- Task brief -
Quote the records that follow in full, leaving the pictures out.

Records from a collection
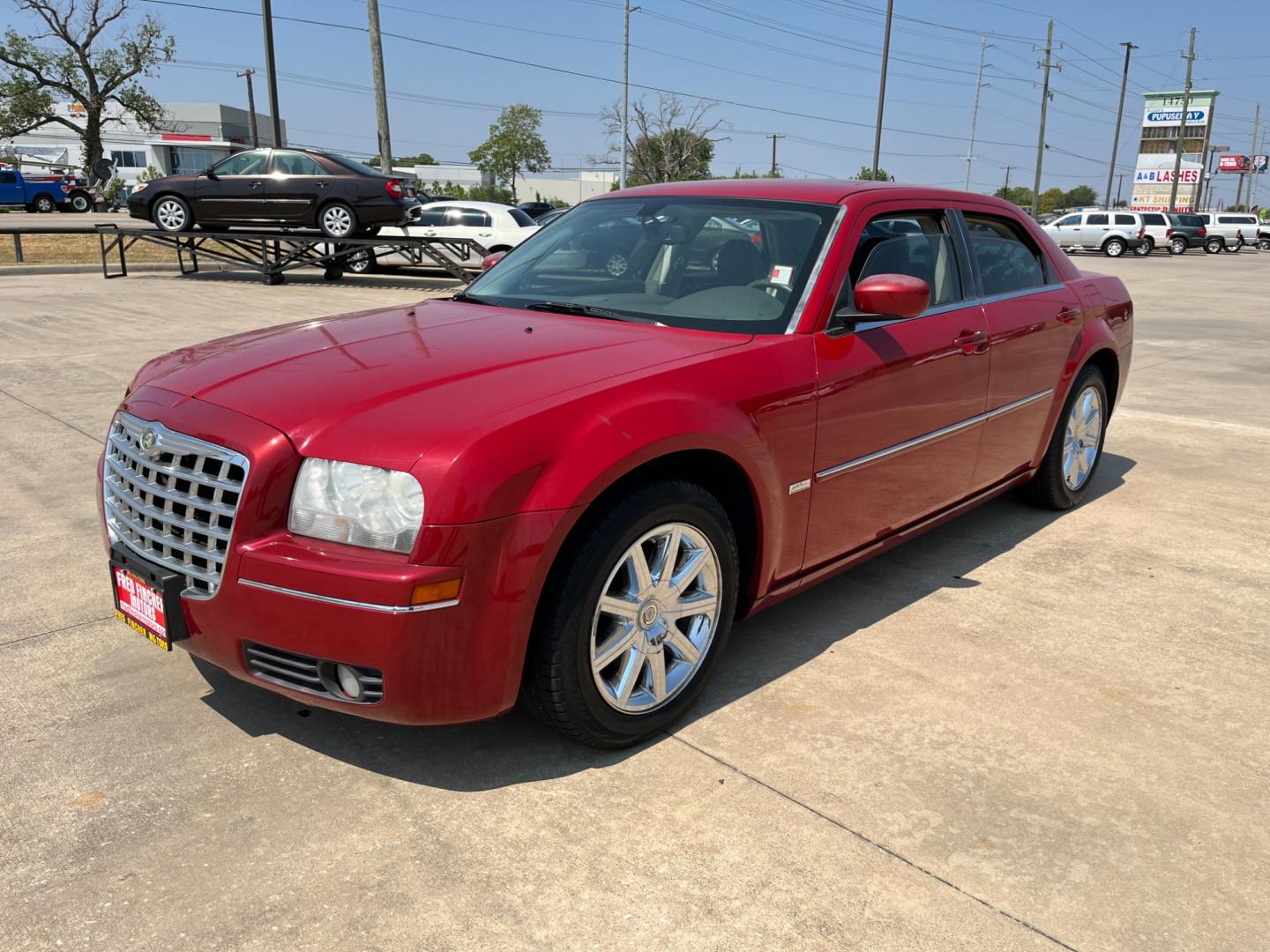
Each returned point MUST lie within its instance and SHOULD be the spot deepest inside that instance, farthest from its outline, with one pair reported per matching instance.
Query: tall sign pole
(882, 88)
(1181, 131)
(381, 97)
(975, 115)
(272, 71)
(1044, 103)
(1119, 115)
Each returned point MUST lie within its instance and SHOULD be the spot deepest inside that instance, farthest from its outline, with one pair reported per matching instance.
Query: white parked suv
(1113, 233)
(1233, 228)
(496, 227)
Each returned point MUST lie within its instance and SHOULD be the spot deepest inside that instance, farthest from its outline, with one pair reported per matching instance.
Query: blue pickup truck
(45, 193)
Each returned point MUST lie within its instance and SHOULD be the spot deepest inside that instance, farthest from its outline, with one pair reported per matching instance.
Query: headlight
(362, 505)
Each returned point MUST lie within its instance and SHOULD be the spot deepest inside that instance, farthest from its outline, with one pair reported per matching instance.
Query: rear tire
(1074, 449)
(614, 659)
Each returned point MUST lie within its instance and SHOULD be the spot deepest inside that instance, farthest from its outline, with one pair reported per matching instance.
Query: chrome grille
(172, 502)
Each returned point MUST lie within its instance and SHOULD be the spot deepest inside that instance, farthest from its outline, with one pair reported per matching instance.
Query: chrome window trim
(934, 435)
(348, 602)
(816, 268)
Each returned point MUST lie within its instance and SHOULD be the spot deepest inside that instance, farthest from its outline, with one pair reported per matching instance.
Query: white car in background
(496, 227)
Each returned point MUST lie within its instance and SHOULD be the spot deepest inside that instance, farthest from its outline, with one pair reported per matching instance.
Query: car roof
(823, 190)
(465, 204)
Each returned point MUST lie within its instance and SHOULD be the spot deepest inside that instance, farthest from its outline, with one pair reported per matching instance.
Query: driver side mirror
(892, 294)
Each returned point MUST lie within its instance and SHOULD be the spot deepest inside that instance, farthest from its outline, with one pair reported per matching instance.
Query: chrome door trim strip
(349, 603)
(860, 462)
(816, 268)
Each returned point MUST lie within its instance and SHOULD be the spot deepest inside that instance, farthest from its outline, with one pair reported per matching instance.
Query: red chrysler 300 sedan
(565, 485)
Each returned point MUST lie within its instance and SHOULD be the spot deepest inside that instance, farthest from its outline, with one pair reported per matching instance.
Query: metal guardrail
(268, 251)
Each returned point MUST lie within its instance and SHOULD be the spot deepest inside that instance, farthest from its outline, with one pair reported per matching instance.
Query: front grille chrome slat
(165, 499)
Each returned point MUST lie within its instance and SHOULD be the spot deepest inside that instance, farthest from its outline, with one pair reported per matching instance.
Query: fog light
(348, 681)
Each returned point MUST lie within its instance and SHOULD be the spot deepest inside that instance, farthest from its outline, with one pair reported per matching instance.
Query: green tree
(1018, 195)
(1081, 196)
(422, 159)
(866, 175)
(74, 58)
(1052, 198)
(513, 144)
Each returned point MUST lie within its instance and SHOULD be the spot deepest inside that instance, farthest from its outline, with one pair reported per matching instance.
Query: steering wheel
(766, 285)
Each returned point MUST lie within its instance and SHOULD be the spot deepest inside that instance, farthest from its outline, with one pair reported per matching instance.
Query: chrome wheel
(1082, 438)
(616, 264)
(337, 221)
(657, 616)
(170, 215)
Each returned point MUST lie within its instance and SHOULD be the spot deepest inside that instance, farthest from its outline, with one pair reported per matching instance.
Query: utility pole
(1181, 131)
(1252, 152)
(381, 97)
(271, 71)
(1044, 103)
(250, 107)
(773, 138)
(882, 86)
(626, 84)
(975, 115)
(1119, 115)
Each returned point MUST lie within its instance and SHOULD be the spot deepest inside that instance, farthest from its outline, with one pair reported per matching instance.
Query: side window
(1009, 260)
(915, 244)
(244, 164)
(288, 163)
(473, 219)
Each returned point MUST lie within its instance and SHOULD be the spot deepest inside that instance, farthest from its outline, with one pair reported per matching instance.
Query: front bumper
(441, 664)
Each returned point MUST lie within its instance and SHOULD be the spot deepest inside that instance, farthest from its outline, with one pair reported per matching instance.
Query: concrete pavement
(1022, 730)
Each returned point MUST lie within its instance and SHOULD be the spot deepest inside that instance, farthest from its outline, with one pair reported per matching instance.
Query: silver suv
(1229, 231)
(1113, 233)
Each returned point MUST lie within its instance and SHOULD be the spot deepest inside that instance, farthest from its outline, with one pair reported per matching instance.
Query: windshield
(361, 167)
(728, 264)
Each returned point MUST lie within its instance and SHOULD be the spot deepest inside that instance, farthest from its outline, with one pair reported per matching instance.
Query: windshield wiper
(587, 311)
(464, 297)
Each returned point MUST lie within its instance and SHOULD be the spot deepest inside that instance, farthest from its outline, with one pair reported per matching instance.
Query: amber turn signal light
(426, 593)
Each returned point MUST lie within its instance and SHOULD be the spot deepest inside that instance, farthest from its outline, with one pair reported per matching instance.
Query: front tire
(1076, 446)
(172, 213)
(337, 219)
(635, 617)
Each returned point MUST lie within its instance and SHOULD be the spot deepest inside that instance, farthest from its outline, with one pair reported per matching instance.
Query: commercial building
(193, 136)
(1165, 132)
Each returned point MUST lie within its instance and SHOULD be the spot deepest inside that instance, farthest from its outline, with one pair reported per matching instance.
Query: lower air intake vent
(315, 675)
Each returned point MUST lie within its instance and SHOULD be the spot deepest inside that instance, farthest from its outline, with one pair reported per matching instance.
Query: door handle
(972, 342)
(1068, 314)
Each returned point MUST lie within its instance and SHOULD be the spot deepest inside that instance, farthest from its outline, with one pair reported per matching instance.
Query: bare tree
(84, 68)
(669, 143)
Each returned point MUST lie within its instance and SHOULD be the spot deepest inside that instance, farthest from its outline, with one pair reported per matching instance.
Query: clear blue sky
(817, 58)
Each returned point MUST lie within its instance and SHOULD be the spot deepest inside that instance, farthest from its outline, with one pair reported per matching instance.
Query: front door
(1033, 320)
(235, 190)
(900, 401)
(296, 184)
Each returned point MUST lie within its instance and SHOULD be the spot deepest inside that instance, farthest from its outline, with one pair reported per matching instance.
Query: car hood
(383, 386)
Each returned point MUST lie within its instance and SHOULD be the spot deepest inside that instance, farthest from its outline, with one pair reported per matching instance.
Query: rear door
(898, 400)
(235, 190)
(296, 184)
(1033, 319)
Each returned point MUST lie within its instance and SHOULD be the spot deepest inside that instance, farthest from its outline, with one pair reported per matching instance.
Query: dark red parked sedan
(565, 487)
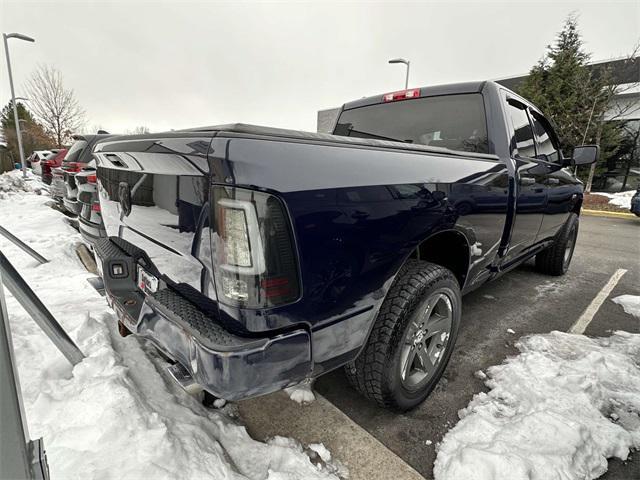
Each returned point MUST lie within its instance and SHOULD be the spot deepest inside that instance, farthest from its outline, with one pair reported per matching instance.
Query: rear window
(75, 151)
(456, 122)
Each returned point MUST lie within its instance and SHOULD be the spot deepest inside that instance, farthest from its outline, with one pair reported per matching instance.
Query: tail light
(401, 95)
(253, 253)
(73, 166)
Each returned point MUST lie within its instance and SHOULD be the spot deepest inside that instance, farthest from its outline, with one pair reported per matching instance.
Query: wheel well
(449, 249)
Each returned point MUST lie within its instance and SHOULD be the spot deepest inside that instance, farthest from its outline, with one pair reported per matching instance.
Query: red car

- Task response -
Each returned point MUST lie within its instance and SHOULD be the spot deepest inside that instance, farthest from its outline, with one pair reported per matching instance.
Query: tall sign pole
(882, 88)
(1181, 131)
(381, 97)
(975, 115)
(272, 71)
(1044, 103)
(1119, 115)
Each returned point MUST lie within its instance and SHOULD be the spot deepest inside that instance, farthest from its outline, with one pair reported per matching instance.
Query: white parked suv
(1113, 233)
(1233, 228)
(496, 227)
Each returned point MUST lie within its instance and SHOULD be the spot deepest inside that instance, farthest from its outline, with one pair reported per matching instance.
Query: blue pickup truck
(45, 193)
Each returned point MUST lie within its instance and SHOULD be the spot deepest inside that instance, farthest from its outline, with one pair reported per matching instance.
Query: headlight
(362, 505)
Each returned point MUST lie within its instance and SHOULD be the spot deepest inside that instance, farthest from its outline, with one pair reported per matching instance.
Query: rear tire
(1074, 449)
(614, 659)
Each returned point MUST lie within its instance and SHOULD be the spot deepest inside that instance, farthest from its outline, with one pair reported per matching instance.
Query: chrome grille
(172, 502)
Each returned point MUST lie within its instance and SHOULD be the spot deepest inside that instance, farthest from its outline, with one pair reported per matching instance.
Query: chrome window trim
(934, 435)
(348, 602)
(816, 268)
Each returned point MUST lie within its instance and SHOULD be the spot deepest inside that instance, farthest from its outline, with one pair reported per matching instance.
Query: white car in background
(496, 227)
Each returned point MUST lie within its instance and SHOULD be the spot deepest inside that instance, farthest from its outline, with one pair reported per matching instance.
Query: car roof
(823, 190)
(465, 204)
Each returned point MUST lie within its instance and SHOULD be the spot deepest inside that instance, farthest from its outline, with one pair reported per matching instance.
Query: driver side mirror
(892, 294)
Each returned point MUST lie within its instance and SHOULD be the spot deepest inside that instance, farthest from its outline, with one pair reported per matching instance.
Query: chrome door trim strip
(349, 603)
(860, 462)
(816, 268)
Each returned point MUST lie within its instance and SHOULD be the spot deepest inside that instance, farthest from its outline, with one pair reported per matching instance.
Query: red chrysler 300 sedan
(565, 485)
Each returned point MUST lie within its instance and SHOULD be the spot deepest inside that instance, farthest from its outline, with one pair reported per matching instance.
Query: metal guardrail
(268, 251)
Each returned point MUST lie within its instance and SHOULD be the spot deepest inside that instance, farthest from its outline, with one pair reported per matching instance.
Query: front grille chrome slat
(165, 499)
Each returned point MUST lie within its instance and SHOULD be the spot deepest inside that instance, farthest from its outline, with one pair reported per matching instance.
Query: fog light
(348, 681)
Each returned point MUST lie within its instance and SHOULD be the spot deepest inside that instance, farthest from its outline, with one pair reported per matching instance.
Query: green tree
(1018, 195)
(1081, 196)
(422, 159)
(866, 175)
(74, 58)
(1052, 198)
(513, 144)
Each returned point MUST lie within its instance and SHOULD be the spot deepest inside that instance, farthest from its outline, with one pair reported per matching instance.
Query: steering wheel
(766, 285)
Each returned point MUST lie within its instance and SHOULD be the spot deepest inside that instance, farthest from its outline, with one pair reported per matching instance.
Query: chrome wheel
(1082, 438)
(616, 264)
(337, 221)
(657, 616)
(170, 215)
Each returned point MUST lie within its instance and SHOULD be the spot deepest inside that instance, farthest from its outline, with one pair reported per matching instance.
Query: utility pole
(1181, 131)
(1252, 152)
(381, 97)
(271, 71)
(1044, 103)
(250, 107)
(773, 138)
(882, 86)
(626, 84)
(975, 115)
(1119, 115)
Each returned point MUST lie within its instance and SHOULD be the spot deepest inside that instance, farthest from its outline, with one pair reported per matching instance.
Query: side window
(1009, 260)
(915, 244)
(244, 164)
(288, 163)
(473, 219)
Each returned point MUST lie within its instance and SHOULD be the spot deepest inside that instance, farthest from its outline, with one pair reported per matching instance.
Query: front bumper
(441, 664)
Each returned point MUST lie within its instance and SHOULD be the spot deepest inside that instance, farthest from its outline, with one pair reported per matching instance.
Query: concrete pavement
(1022, 730)
Each returned point MUST lie within its instance and SHOULD be the spot deepest inside that instance, farthest from its outline, with one pair reported per matching instance.
Query: silver suv
(1229, 231)
(1113, 233)
Each returned point MUST lie within its instance and SHOULD be the spot deepest inside that instance, farthest from its outline, with one pair reported per matching instance.
Query: windshield
(361, 167)
(728, 264)
Each returned point MUST lie within its instance and SHOULD be the spot deepest inside that instance, farthest from its outline, with one pair reported per matching instance.
Query: windshield wiper
(587, 311)
(464, 297)
Each returned point MUST lie within its instance and SHOULD be the spot deepest inside that instance, farthest from its outline, with one pair reported per matching instance.
Query: amber turn signal light
(426, 593)
Each returned point MUST lie within its instance and SHOULD be the spot deepest inside that instance, farthest from its outline, with one pair reported per matching instance.
Query: front tire
(1076, 446)
(172, 213)
(337, 219)
(635, 617)
Each returned point MUST lie within its instance and SHOULD be the spot deepest inside that instance, farthest from its outline, with one pair reported per matching instance.
Query: commercial building
(193, 136)
(1165, 132)
Each returned point MUST lie within its instance and SHOULD be the spot deepest inside that instance, farthest from its outline, with one pair reported per matching instance.
Query: lower air intake vent
(315, 675)
Each returned point MUST lie within its instance and SHOULD be the spot deepest inside that instance, farthest from its outline, with one pair reported per matching instance.
Query: door handle
(972, 342)
(1068, 314)
Each returned point MUST lie within its instance and SHOULD be the spot deepest inside that instance, farthest from its outline, with one pair reported per matching instance.
Query: bare tree
(84, 68)
(669, 143)
Each returned point MUST lie within its instance and SHOULD be the spot deepest inside that instance, farthest from its outline, with one pair reported per matching instance.
Query: clear blue sky
(817, 58)
Each returned point MUST lie within its instance and SHOULD be the spot deepest inside that instance, farthest from its outline, with one pair reported per matching instance.
Query: front door
(1033, 320)
(235, 190)
(900, 401)
(296, 184)
Each returned point MUST lie within its instance and SHOULD be the spot deepest inside that instance, farthest from its outline, with one pair reported per matching instance.
Query: car hood
(383, 386)
Each returned point MUST lie within its instance and SHOULD be the spot deepest inside that instance, farthest from its outline, with one pair reported per matching instance.
Query: rear door
(898, 400)
(235, 190)
(296, 184)
(1033, 319)
Each returned point MUST lie within its instance and SHOULD be the spot deepest inside that instance, farthest from its outline, with one pair reported per matching instance.
Query: dark red parked sedan
(565, 487)
Each returned point MUST lie within its instance and SHOULD be the spot deepest inside that instance, farthest from its outline, with one pair reported per matching instance.
Query: rear window
(75, 151)
(456, 122)
Each returned point MUST lie within its instance and SHOULD be the spot deepest inside that instance, farthest from its outline, with one pair reported per matching instance.
Query: tail light
(401, 95)
(253, 253)
(73, 166)
Each returned point MUST lie within its instance and SHOULD be the spot deepest inside that instance, farthest from its outline, with one pair reported per matching instance.
Query: wheel well
(449, 249)
Each returned point MUST lie within its instance and SHOULD be the spot deepest inside that instance, farthest from its outline, with one pair reported per matching instance.
Query: red car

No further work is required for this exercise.